** begin **

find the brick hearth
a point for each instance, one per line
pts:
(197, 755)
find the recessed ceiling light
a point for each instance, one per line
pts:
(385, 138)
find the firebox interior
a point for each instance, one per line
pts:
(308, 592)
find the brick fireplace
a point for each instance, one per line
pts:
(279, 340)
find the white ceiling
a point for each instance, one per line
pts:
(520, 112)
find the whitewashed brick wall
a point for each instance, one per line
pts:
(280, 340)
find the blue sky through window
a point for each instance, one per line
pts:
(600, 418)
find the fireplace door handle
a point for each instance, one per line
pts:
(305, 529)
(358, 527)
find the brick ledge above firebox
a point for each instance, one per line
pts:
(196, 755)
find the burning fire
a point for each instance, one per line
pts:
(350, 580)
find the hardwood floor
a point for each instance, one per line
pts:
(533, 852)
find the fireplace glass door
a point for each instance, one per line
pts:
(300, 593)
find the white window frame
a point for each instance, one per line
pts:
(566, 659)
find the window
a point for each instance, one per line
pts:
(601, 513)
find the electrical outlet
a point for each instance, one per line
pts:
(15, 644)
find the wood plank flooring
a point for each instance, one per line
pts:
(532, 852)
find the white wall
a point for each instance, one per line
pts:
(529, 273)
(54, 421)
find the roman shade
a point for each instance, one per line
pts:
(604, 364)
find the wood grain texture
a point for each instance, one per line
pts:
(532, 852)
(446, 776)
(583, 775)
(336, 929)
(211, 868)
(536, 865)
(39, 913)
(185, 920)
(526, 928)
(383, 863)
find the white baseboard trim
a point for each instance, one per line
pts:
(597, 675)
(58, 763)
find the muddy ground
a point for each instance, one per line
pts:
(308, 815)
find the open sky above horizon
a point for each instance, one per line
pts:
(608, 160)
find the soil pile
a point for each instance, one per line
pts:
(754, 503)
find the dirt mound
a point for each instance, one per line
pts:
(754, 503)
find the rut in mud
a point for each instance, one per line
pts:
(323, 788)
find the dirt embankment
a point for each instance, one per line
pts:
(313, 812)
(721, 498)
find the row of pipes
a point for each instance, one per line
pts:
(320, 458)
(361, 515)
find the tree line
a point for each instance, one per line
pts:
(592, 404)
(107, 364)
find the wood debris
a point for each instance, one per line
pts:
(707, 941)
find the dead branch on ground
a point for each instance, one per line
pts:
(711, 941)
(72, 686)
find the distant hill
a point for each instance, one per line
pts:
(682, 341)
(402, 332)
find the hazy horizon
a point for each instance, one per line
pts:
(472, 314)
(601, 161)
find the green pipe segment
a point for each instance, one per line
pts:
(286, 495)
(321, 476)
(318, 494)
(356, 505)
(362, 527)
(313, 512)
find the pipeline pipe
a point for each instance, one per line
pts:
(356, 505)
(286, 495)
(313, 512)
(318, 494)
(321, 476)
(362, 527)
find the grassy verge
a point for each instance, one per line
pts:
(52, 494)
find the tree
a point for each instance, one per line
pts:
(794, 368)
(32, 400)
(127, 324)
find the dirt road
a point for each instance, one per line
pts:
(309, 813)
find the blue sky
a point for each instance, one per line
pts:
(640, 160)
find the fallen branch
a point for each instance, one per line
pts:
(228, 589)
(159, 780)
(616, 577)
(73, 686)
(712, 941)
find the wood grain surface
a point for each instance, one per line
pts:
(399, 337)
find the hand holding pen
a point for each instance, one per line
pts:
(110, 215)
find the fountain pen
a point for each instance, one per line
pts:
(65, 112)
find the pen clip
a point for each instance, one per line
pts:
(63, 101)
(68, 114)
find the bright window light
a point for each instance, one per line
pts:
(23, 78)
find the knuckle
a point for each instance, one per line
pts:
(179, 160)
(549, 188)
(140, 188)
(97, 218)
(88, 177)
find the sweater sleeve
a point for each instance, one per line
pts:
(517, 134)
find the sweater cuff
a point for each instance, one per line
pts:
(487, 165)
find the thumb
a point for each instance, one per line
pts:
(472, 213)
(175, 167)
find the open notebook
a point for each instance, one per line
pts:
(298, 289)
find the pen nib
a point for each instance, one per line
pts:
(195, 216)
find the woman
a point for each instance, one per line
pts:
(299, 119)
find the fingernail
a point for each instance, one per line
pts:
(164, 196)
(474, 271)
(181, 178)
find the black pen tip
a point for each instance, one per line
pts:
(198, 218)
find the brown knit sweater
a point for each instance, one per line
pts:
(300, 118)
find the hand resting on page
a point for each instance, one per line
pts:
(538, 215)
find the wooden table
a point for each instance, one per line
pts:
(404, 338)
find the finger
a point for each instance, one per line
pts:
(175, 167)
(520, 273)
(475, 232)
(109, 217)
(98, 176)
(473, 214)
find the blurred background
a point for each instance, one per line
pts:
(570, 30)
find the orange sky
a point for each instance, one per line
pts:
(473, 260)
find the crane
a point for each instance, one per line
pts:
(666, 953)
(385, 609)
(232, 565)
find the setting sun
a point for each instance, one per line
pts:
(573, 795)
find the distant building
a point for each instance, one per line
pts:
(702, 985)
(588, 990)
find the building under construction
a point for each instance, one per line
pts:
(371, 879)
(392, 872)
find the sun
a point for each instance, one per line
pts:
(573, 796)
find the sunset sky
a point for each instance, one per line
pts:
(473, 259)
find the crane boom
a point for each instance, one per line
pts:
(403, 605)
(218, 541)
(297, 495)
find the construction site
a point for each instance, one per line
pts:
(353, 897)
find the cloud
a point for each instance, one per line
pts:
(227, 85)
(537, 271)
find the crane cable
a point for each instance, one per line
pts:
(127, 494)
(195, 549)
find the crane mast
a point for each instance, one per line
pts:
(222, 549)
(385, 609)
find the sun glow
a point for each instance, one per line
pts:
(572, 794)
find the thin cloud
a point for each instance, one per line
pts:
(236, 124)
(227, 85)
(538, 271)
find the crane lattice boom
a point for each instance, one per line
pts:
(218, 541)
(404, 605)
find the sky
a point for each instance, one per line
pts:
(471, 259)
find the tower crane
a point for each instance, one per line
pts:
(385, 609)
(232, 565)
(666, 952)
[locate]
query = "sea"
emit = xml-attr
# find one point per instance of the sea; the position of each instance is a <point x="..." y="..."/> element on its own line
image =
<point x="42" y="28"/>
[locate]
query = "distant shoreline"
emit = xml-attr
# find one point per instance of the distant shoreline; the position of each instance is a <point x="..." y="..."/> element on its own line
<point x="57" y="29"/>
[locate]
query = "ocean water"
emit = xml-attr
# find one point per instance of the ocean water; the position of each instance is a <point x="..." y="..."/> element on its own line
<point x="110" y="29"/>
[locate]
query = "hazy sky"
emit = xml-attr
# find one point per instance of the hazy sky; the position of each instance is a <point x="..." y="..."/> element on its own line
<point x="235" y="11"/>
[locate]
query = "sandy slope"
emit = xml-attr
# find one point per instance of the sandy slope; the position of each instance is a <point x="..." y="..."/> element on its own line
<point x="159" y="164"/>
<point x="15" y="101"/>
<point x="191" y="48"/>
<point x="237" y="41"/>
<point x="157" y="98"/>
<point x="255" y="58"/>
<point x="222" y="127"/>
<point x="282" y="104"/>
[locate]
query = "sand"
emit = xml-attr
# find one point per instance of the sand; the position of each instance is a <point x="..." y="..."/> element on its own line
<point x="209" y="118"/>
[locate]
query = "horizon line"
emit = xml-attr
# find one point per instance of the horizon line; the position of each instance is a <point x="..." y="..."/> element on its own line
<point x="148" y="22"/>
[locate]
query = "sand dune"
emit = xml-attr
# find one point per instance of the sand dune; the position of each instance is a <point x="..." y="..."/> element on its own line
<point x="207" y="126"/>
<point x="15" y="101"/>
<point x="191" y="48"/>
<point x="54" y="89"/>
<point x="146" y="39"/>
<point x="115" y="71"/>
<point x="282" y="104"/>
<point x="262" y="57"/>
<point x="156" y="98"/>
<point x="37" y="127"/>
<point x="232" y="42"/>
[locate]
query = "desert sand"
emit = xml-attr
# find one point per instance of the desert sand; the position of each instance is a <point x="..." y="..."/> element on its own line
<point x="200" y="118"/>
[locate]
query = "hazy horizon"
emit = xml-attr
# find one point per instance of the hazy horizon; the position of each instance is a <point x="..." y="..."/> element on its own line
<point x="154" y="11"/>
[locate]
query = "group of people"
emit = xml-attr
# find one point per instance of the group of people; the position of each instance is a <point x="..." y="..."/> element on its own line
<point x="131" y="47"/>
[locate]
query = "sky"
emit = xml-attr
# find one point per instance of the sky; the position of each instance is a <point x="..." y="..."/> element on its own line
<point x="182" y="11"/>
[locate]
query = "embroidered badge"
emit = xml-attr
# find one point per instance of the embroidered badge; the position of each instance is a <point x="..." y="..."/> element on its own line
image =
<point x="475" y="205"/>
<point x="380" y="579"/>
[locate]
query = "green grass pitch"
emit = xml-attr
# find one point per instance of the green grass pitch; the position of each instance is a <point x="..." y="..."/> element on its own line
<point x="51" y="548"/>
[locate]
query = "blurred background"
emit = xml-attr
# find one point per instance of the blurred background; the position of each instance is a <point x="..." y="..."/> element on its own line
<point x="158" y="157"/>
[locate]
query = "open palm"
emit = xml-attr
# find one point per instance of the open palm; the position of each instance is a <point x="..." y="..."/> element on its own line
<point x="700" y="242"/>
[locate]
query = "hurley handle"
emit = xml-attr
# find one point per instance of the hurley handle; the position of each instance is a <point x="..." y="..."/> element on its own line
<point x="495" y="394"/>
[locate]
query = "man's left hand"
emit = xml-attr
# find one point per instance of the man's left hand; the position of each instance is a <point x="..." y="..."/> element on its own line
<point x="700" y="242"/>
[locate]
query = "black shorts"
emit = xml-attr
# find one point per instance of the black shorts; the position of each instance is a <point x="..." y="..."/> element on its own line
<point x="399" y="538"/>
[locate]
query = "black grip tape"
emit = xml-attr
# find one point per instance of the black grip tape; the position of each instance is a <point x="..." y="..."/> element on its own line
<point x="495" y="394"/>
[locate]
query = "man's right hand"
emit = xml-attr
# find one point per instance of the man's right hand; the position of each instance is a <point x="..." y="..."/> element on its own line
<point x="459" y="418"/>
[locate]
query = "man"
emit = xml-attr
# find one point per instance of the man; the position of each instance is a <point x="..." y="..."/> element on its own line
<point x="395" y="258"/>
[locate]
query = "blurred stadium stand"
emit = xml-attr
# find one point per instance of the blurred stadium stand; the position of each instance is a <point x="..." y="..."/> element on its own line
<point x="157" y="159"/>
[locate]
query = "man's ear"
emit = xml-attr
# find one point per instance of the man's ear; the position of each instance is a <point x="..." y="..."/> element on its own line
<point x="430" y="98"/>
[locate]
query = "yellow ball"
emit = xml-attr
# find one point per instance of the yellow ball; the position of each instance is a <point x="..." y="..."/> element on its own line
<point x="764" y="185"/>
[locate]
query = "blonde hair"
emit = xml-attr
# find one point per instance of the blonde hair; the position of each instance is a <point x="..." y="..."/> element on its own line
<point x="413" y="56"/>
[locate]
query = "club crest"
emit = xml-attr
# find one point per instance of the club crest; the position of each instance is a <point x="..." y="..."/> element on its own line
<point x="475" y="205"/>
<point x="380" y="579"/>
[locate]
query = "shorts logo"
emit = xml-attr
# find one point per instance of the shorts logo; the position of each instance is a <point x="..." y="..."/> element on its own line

** end **

Pull out every line in the records that contains the word "yellow", and list each one in full.

query = "yellow ball"
# find one point per instance of the yellow ball; the position of each instance is a <point x="..." y="..."/> element on its own line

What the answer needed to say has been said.